> _Exercise directions_:
Copy word for word the rows from the line that has "Target: car tire" through the line that has "[576,264,842,363]", including both. Reproduce only those lines.

________

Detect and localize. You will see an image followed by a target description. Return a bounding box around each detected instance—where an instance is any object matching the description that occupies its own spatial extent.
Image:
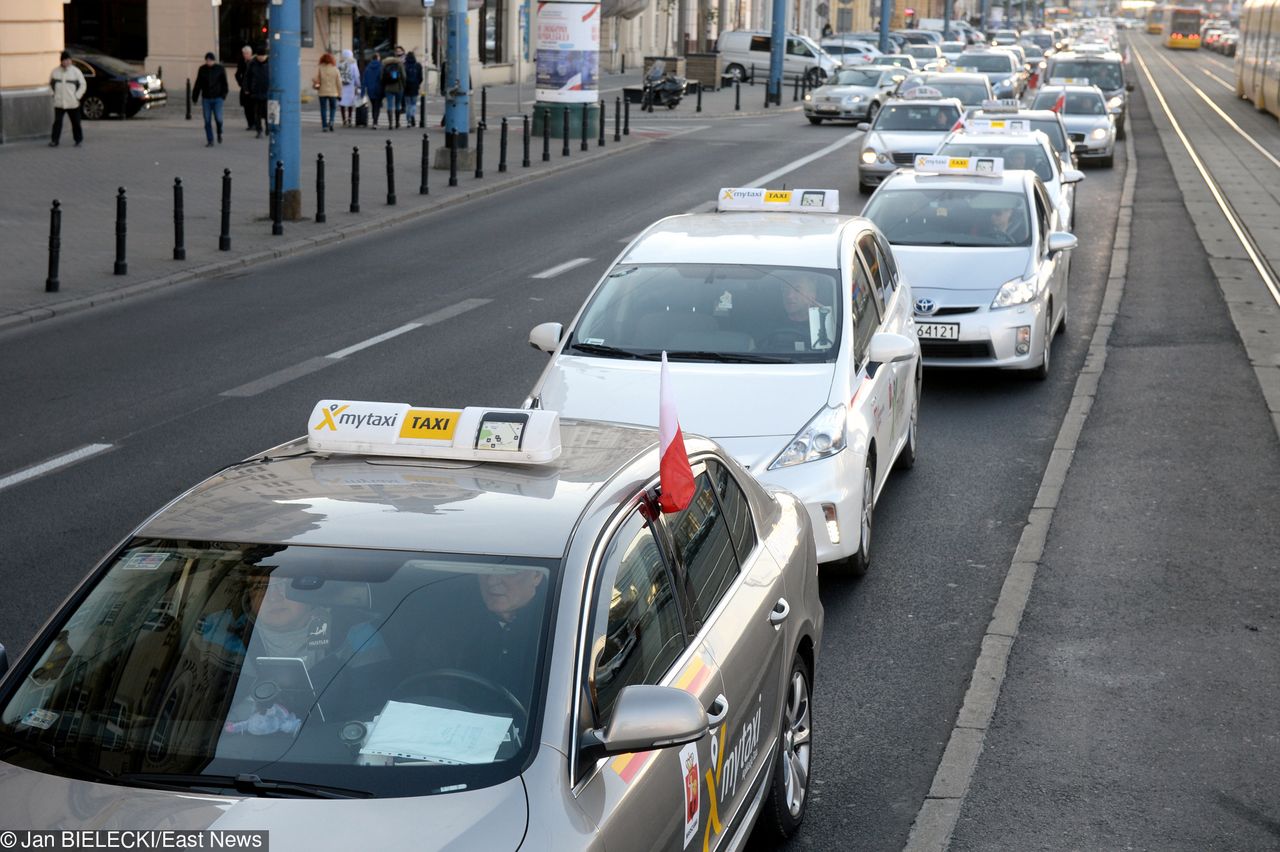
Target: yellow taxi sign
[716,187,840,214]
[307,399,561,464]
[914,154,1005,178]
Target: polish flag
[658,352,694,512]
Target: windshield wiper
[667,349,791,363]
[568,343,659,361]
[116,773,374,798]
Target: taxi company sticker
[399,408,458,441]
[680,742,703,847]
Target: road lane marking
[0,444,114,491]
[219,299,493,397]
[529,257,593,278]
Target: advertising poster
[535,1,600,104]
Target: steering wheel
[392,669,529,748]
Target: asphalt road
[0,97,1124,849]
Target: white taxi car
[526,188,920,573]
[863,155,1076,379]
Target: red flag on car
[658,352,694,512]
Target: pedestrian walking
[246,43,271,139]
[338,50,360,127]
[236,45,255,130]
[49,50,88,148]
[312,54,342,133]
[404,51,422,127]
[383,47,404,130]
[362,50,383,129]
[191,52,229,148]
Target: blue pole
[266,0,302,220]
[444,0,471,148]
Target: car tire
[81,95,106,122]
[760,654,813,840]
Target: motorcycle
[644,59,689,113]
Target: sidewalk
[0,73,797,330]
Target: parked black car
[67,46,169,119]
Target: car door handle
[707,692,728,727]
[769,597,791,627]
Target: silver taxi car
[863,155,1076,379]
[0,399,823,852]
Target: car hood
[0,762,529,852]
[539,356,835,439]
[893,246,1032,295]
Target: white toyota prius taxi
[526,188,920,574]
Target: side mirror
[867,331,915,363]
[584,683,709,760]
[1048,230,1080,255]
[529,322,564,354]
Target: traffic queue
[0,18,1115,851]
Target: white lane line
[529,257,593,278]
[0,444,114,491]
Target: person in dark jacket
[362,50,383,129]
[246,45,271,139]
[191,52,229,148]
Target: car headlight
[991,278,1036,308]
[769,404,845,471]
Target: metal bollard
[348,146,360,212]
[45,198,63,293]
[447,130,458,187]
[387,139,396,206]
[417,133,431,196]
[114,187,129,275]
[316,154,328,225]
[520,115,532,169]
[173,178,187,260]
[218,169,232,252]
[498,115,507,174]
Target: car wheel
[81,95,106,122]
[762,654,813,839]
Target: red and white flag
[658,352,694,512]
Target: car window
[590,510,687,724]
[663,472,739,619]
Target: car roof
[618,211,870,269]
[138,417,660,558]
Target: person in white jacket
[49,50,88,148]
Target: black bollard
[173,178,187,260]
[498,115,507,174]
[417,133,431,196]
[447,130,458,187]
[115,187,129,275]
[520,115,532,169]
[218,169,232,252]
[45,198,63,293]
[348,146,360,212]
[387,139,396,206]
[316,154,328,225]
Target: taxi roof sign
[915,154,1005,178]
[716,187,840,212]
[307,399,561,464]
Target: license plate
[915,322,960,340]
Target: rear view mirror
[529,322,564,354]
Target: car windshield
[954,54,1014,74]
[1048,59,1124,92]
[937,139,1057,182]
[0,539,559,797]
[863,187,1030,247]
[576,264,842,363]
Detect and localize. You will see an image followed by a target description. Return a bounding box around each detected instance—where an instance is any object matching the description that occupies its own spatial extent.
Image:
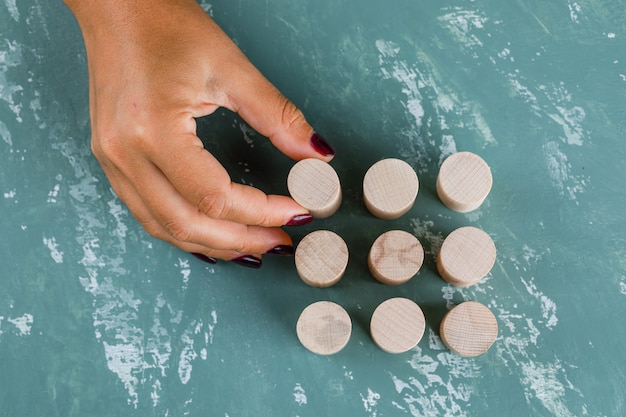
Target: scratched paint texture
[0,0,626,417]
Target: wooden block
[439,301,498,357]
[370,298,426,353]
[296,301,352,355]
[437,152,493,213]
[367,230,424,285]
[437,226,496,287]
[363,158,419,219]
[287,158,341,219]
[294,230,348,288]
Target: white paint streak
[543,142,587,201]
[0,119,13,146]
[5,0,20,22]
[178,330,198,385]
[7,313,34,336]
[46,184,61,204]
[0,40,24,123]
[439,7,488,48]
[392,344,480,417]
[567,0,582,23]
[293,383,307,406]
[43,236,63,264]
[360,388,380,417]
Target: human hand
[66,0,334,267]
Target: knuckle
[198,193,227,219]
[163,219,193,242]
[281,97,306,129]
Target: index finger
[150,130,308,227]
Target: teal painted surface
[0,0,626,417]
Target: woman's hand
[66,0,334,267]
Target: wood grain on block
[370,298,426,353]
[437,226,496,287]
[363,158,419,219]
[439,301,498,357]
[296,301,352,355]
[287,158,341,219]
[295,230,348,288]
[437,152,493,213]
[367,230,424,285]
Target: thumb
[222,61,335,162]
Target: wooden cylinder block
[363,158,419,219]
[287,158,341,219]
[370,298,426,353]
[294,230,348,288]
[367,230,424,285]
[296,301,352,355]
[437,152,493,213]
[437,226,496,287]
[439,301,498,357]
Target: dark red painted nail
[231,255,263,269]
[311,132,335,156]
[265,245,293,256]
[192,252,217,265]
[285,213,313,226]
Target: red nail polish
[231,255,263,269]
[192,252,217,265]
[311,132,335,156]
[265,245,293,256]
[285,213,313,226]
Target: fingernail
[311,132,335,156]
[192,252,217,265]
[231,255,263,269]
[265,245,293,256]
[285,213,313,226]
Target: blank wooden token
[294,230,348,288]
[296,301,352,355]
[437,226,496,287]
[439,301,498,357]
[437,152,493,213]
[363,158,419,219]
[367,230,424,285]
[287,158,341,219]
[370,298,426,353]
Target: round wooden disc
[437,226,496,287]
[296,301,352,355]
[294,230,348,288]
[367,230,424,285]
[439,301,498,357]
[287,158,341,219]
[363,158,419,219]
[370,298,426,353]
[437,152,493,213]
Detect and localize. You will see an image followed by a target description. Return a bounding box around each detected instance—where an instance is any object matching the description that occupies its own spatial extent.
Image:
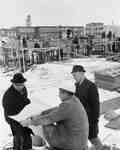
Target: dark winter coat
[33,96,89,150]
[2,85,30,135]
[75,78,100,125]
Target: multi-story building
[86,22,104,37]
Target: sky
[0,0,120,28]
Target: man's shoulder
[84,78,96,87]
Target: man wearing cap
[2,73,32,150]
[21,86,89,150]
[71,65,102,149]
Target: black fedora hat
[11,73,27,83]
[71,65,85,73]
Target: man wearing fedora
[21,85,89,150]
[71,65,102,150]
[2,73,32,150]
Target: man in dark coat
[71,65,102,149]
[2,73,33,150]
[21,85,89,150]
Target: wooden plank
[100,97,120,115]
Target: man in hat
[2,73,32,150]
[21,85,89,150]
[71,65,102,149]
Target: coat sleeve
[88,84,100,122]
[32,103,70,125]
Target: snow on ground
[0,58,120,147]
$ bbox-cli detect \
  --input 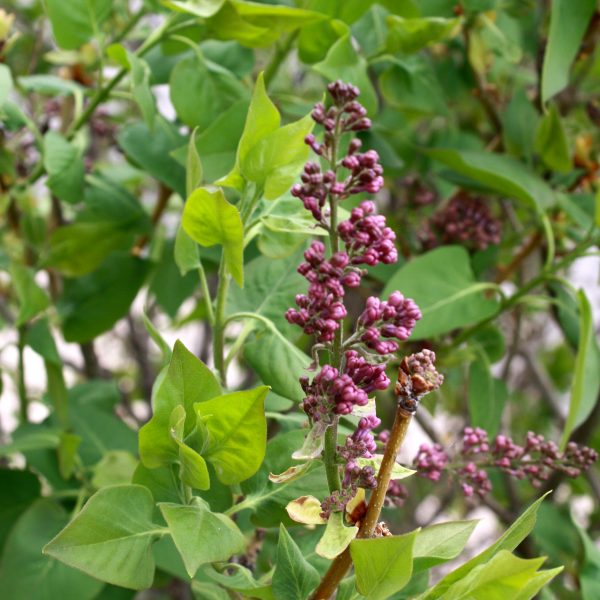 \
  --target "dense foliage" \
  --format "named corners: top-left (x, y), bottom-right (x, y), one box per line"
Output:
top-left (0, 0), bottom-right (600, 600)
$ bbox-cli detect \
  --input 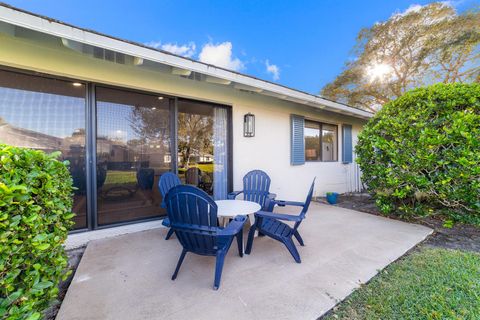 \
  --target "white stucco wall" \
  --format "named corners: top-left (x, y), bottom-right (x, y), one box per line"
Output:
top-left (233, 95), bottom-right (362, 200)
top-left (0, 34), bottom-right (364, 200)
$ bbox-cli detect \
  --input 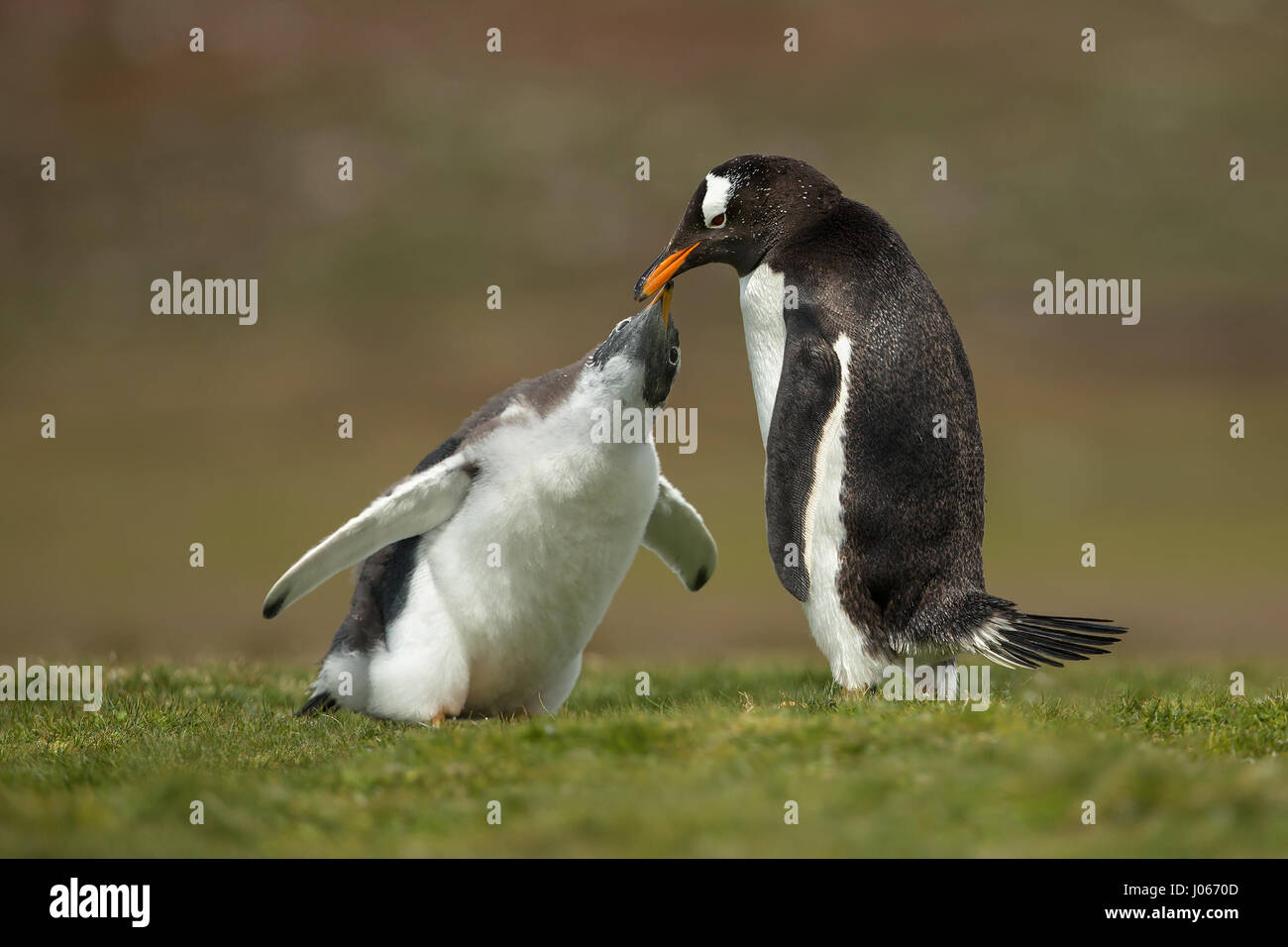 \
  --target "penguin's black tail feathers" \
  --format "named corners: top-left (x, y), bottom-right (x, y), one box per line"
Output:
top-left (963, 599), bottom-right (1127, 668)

________

> _Correct result_:
Target: car tire
[81,95,106,122]
[760,654,813,840]
Target: motorcycle
[644,59,689,113]
Target: sidewalk
[0,73,797,330]
Target: parked black car
[67,46,169,119]
Target: car door handle
[707,692,728,727]
[769,597,791,627]
Target: silver taxi car
[863,155,1076,379]
[0,399,823,852]
Target: car hood
[0,762,529,852]
[539,356,835,439]
[893,246,1032,295]
Target: white toyota prius taxi
[526,188,920,574]
Target: side mirror
[867,331,915,363]
[584,683,709,760]
[1048,230,1080,255]
[529,322,564,354]
Target: traffic queue
[0,18,1115,851]
Target: white lane line
[529,257,593,278]
[0,444,114,491]
Target: person in dark jacket
[362,50,383,129]
[246,45,271,139]
[191,52,229,148]
Target: car headlight
[991,278,1036,308]
[769,404,845,471]
Target: metal bollard
[348,146,360,212]
[45,198,63,293]
[447,130,458,187]
[387,139,396,206]
[417,133,431,196]
[114,187,129,275]
[316,154,328,225]
[520,115,532,169]
[173,178,187,260]
[218,169,232,252]
[498,115,507,174]
Target: car wheel
[81,95,106,122]
[762,654,813,839]
Target: red and white flag
[658,352,694,512]
Target: car window
[590,510,687,724]
[663,472,739,619]
Target: car roof
[618,211,870,269]
[138,417,660,558]
Target: person in white jacket
[49,50,88,148]
Target: black bollard
[173,178,187,260]
[498,115,507,174]
[417,133,431,196]
[447,130,458,187]
[115,187,129,275]
[520,115,532,169]
[218,169,232,252]
[45,198,63,293]
[348,146,360,212]
[387,139,396,206]
[316,154,328,225]
Target: taxi roof sign
[915,154,1005,178]
[716,187,840,212]
[307,399,561,464]
Target: license plate
[915,322,960,340]
Target: rear view mirror
[529,322,564,354]
Target: car windshield
[954,54,1014,74]
[1048,59,1124,92]
[937,139,1057,182]
[0,539,559,797]
[863,187,1030,247]
[576,264,842,363]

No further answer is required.